Source extract:
The distressing shriek just kept going like a siren, causing both Cyndie and me to climb out of bed to investigate. I grabbed a powerful spotlight that I keep next to the bed for just such occasions, and scanned as far and wide as limitations of view allowed.

There was no sign of any activity, even as the suffering victim continued to scream. It was chilling. There was no pause for a breath. I was wishing the predator would just finish the job and end the misery. It lasted somewhere between one to two minutes long.

I strained to get a sense of the distance, or any other identifying impressions. The sound seemed to move away and then come closer. I wondered if it was airborne. Did an owl grab something? What would react to attack by emitting such a piercing cry?

I didn’t trust my senses enough to feel confident about the apparent movement. Maybe it was just resonating in a way that made it sound like it was flying around. Since it was carrying on for so long, I had time to step outside for a better vantage point.

Are you kidding!? I wasn’t about to expose myself to whatever savage beast was out there in conflict mode. Well, actually that’s exactly what would have happened, since I was “dressed” for bed at that hour. But what I mean is, I wasn’t going to put myself at increased risk by stepping outside into the darkness, not having a clue what was out there.

When the sound finally ceased, we climbed back under the covers and I pretended I could fall asleep, despite the rambling thoughts of what the heck just happened outside. Soon we were both wondering out loud about what animals, both the predator and the prey, were most likely responsible.IMG_iP3036eCH

I asked Cyndie to give the area out back an extra search in the morning to look for tracks or signs of a fight. She found no evidence whatsoever. George was over for dinner and cribbage last night and he suggested that the screaming was probably a rabbit, and the attacker could have been a coyote or fox. That I believe as easily possible, but if they were under our deck, I don’t know how they got there without leaving tracks somewhere.

The rabbits are plentiful around here and Cyndie did find a super-highway of their tracks in our woods. She took this picture for me to use.

We’ll have to watch that spot and see if there are one less sets of footprints showing up from now on.

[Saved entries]

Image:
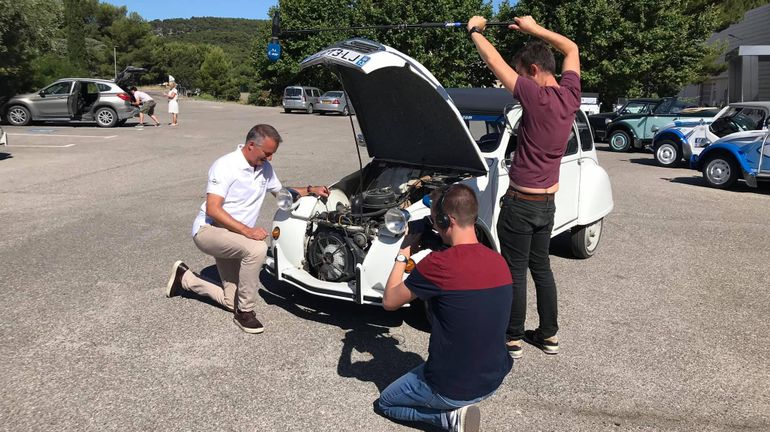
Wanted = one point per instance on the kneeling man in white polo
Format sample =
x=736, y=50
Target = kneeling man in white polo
x=226, y=226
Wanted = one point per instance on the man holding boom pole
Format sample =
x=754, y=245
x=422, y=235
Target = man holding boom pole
x=526, y=218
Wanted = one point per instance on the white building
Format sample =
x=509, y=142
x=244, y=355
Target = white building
x=747, y=77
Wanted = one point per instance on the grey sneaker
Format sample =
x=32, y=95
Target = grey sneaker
x=467, y=419
x=514, y=349
x=248, y=322
x=549, y=345
x=174, y=285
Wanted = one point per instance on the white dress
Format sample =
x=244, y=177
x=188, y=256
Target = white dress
x=173, y=105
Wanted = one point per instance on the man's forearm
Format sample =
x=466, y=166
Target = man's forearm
x=560, y=42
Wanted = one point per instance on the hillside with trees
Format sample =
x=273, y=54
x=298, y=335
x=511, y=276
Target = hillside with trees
x=628, y=47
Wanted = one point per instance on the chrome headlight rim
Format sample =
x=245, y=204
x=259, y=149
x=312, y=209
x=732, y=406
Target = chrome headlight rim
x=284, y=199
x=396, y=221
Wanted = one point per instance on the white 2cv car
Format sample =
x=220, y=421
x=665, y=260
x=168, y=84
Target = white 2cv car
x=344, y=246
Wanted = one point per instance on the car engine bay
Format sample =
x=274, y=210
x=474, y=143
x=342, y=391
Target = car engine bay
x=339, y=237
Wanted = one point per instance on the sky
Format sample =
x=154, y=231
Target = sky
x=255, y=9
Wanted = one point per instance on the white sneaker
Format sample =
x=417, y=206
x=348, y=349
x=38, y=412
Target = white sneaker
x=466, y=419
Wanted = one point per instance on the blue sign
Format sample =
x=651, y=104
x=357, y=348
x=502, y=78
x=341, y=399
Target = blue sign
x=273, y=51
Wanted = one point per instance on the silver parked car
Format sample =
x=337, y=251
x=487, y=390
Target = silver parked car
x=300, y=98
x=333, y=101
x=105, y=102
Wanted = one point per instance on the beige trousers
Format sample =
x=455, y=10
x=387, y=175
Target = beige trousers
x=239, y=260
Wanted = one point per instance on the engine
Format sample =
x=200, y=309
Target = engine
x=339, y=238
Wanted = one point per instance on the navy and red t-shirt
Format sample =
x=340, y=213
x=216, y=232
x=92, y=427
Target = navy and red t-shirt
x=544, y=131
x=469, y=290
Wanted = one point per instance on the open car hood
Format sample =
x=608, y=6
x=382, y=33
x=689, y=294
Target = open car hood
x=405, y=115
x=128, y=75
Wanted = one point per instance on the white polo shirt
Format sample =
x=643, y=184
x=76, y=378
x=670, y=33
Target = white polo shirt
x=242, y=186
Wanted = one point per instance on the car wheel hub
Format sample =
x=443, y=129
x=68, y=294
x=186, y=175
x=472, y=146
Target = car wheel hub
x=618, y=141
x=666, y=154
x=719, y=171
x=593, y=233
x=105, y=117
x=18, y=115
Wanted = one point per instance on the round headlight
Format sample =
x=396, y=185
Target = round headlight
x=285, y=199
x=396, y=220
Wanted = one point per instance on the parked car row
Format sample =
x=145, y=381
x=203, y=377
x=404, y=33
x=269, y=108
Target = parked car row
x=311, y=99
x=627, y=129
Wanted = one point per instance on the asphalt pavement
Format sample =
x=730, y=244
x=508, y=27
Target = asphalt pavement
x=665, y=328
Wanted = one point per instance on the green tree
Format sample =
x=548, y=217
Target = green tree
x=27, y=28
x=448, y=54
x=216, y=75
x=627, y=47
x=180, y=59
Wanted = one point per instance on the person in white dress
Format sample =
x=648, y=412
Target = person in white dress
x=173, y=105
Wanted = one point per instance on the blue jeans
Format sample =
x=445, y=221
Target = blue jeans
x=524, y=229
x=409, y=398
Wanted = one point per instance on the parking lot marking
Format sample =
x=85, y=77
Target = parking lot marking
x=59, y=136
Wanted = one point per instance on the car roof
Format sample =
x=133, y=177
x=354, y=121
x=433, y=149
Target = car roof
x=763, y=104
x=87, y=79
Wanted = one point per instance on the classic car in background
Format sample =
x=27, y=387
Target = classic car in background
x=685, y=137
x=743, y=155
x=600, y=121
x=343, y=247
x=637, y=130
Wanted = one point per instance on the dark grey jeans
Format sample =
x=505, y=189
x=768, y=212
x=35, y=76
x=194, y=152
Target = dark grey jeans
x=524, y=229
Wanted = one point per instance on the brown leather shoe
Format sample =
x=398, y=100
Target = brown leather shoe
x=248, y=322
x=174, y=285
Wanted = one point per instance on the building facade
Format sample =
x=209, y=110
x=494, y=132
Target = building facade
x=747, y=57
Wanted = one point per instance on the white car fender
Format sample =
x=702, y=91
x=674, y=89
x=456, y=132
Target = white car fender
x=595, y=192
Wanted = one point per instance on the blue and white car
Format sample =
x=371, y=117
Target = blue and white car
x=683, y=139
x=743, y=155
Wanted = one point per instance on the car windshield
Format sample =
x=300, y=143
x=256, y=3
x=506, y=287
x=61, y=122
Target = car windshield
x=635, y=108
x=738, y=119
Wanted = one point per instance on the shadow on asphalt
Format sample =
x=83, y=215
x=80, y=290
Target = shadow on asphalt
x=368, y=334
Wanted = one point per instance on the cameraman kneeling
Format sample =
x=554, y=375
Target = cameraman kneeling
x=468, y=289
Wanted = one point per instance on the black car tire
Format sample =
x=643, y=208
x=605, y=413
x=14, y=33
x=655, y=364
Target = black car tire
x=667, y=153
x=585, y=239
x=18, y=115
x=106, y=117
x=720, y=171
x=620, y=141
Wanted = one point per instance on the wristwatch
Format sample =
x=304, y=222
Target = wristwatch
x=475, y=29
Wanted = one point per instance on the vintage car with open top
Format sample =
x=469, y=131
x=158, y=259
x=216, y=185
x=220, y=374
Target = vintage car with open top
x=419, y=140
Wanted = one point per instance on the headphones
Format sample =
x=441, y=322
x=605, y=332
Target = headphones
x=442, y=219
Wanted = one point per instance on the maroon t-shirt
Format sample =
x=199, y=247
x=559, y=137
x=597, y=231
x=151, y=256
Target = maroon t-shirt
x=544, y=129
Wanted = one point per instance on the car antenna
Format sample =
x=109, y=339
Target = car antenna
x=274, y=49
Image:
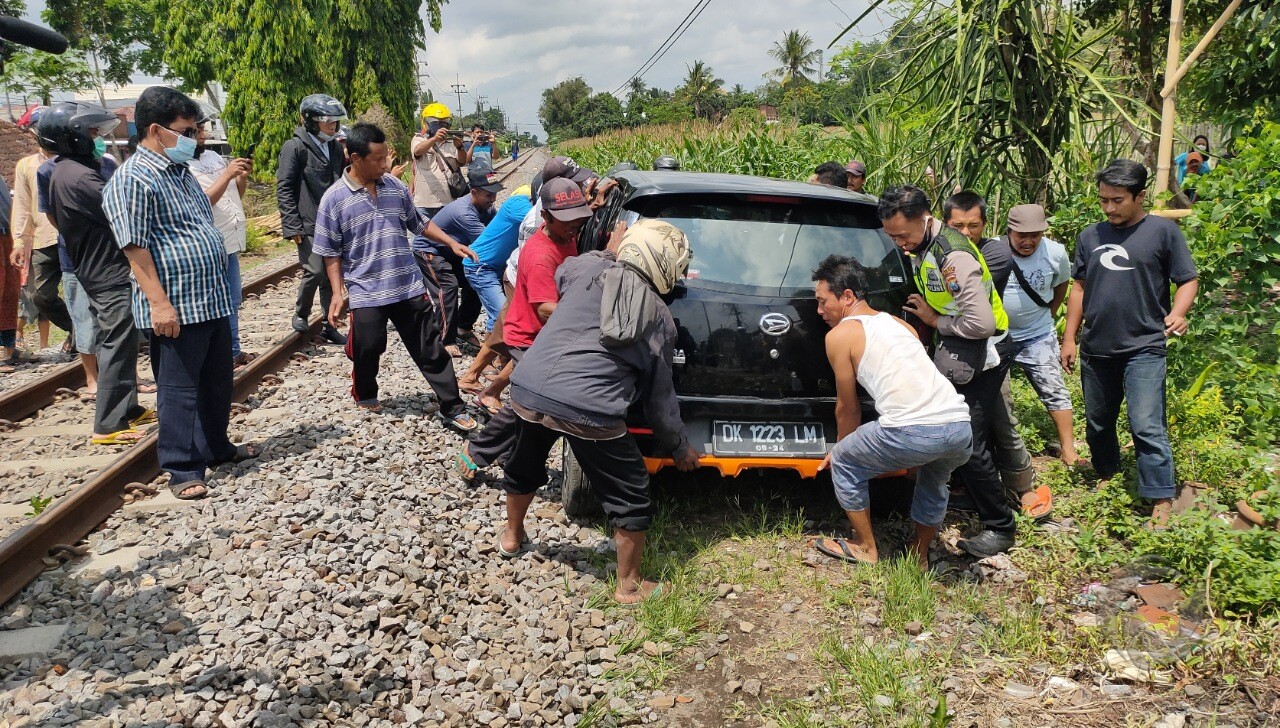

The problem: Can you set down, word for word, the part of the nighttime-scream account starting with "I strained to" and going on through "emitting such a piercing cry?"?

Your solution:
I strained to get a sense of the distance, or any other identifying impressions. The sound seemed to move away and then come closer. I wondered if it was airborne. Did an owl grab something? What would react to attack by emitting such a piercing cry?